Educause Security Discussion mailing list archives

Re: Detecting Certificate Authority compromises and web browser collusion


From: Dean Woodbeck <woodbeck () INTERNET2 EDU>
Date: Thu, 24 Mar 2011 20:58:59 -0400


On Mar 24, 2011, at 2:31 PM, Jesse Thompson wrote:

This is a very interesting article on the failure of the certificate authority model of trust.  Additionally, it's 
worth noting that the specific breach involved Comodo, which is the CA for the new Internet2 InCommon Federation CA.

But this in no way affects nor involves the InCommon Certificate Service. Here is the information that John Krienke, 
COO of InCommon, sent to the community today:

-----------------
InCommon Certificate Service partner, Comodo, had a recent incident that has appeared in community news/blog sources, 
and there may be some questions developing.

A short summary of the story: A Comodo reseller account was compromised and some certificates were issued that could be 
used to spoof high-value websites. Comodo has revoked the certificates and communicated details of the incident in a 
blog post (see below).

##########

> [INSTRUCTIONS FOR THE TASK]: Extract the entire mailing list post on the Comodo certificate incident word for word, from its header through the final line. The rows aren't needed for anything here.

##########

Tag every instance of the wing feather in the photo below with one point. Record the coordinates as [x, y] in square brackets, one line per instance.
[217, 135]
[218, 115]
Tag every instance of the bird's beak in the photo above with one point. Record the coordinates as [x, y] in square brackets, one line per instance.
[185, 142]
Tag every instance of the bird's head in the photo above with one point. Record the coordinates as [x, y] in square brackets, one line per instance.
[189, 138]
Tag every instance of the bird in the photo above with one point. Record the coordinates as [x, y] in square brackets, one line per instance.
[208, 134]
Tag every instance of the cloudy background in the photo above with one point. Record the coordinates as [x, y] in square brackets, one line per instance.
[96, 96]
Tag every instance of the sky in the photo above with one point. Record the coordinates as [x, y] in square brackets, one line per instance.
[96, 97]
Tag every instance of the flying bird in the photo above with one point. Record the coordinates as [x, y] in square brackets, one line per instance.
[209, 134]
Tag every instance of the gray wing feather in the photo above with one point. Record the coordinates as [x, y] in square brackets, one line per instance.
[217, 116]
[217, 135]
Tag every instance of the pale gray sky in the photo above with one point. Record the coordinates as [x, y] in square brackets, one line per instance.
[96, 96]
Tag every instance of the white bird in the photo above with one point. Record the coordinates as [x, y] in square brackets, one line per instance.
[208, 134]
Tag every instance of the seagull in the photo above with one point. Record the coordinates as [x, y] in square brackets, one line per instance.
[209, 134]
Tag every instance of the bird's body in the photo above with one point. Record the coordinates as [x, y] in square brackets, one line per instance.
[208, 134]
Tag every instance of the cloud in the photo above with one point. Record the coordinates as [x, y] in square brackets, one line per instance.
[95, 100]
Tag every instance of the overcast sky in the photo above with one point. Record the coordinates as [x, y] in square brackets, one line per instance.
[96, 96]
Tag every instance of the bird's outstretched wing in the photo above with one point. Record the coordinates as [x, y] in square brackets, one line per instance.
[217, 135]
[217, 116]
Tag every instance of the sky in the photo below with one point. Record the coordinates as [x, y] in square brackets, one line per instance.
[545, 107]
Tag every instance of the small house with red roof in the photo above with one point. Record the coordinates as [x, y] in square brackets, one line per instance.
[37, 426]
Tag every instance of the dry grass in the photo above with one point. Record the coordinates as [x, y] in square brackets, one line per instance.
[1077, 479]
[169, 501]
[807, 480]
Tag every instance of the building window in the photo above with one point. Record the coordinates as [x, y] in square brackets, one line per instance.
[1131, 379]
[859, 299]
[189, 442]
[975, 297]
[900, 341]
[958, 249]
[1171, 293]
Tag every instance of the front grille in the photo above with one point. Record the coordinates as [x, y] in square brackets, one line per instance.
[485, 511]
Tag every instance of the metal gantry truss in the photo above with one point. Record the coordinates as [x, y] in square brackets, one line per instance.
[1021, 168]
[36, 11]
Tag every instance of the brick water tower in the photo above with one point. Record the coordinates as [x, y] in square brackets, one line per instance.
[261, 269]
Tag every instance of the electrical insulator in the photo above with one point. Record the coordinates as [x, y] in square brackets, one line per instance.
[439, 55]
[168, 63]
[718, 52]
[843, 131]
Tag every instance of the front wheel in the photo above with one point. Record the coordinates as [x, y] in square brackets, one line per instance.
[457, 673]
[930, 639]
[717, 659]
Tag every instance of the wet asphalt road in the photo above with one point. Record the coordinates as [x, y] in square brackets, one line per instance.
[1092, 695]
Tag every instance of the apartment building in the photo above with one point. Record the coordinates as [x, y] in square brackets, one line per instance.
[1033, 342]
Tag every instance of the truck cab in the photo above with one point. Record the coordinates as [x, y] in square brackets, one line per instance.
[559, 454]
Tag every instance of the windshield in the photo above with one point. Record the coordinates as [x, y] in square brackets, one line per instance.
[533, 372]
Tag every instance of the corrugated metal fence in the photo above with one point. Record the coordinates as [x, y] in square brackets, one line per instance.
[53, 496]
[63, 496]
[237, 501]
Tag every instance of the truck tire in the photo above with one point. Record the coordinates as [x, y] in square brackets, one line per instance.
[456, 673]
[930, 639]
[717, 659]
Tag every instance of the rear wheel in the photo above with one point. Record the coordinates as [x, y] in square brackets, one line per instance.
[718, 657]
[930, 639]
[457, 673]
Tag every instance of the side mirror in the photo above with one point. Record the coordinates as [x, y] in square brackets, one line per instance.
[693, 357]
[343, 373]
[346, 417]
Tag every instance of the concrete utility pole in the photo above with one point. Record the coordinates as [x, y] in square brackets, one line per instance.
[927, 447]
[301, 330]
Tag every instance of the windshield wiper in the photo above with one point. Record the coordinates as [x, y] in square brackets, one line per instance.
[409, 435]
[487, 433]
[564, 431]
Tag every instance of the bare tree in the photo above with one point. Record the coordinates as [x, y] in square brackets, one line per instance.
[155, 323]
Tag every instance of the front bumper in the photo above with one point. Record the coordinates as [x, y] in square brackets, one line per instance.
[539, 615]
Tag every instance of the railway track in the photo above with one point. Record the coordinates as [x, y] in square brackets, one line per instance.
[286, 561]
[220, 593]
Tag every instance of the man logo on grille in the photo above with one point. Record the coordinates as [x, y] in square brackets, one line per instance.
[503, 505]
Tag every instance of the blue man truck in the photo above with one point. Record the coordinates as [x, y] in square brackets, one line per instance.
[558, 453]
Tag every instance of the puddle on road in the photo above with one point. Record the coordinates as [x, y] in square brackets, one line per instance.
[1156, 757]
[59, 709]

##########

> [WRITTEN SOLUTION]:
Educause Security Discussion mailing list archives

Re: Detecting Certificate Authority compromises and web browser collusion


From: Dean Woodbeck <woodbeck () INTERNET2 EDU>
Date: Thu, 24 Mar 2011 20:58:59 -0400


On Mar 24, 2011, at 2:31 PM, Jesse Thompson wrote:

This is a very interesting article on the failure of the certificate authority model of trust.  Additionally, it's 
worth noting that the specific breach involved Comodo, which is the CA for the new Internet2 InCommon Federation CA.

But this in no way affects nor involves the InCommon Certificate Service. Here is the information that John Krienke, 
COO of InCommon, sent to the community today:

-----------------
InCommon Certificate Service partner, Comodo, had a recent incident that has appeared in community news/blog sources, 
and there may be some questions developing.

A short summary of the story: A Comodo reseller account was compromised and some certificates were issued that could be 
used to spoof high-value websites. Comodo has revoked the certificates and communicated details of the incident in a 
blog post (see below).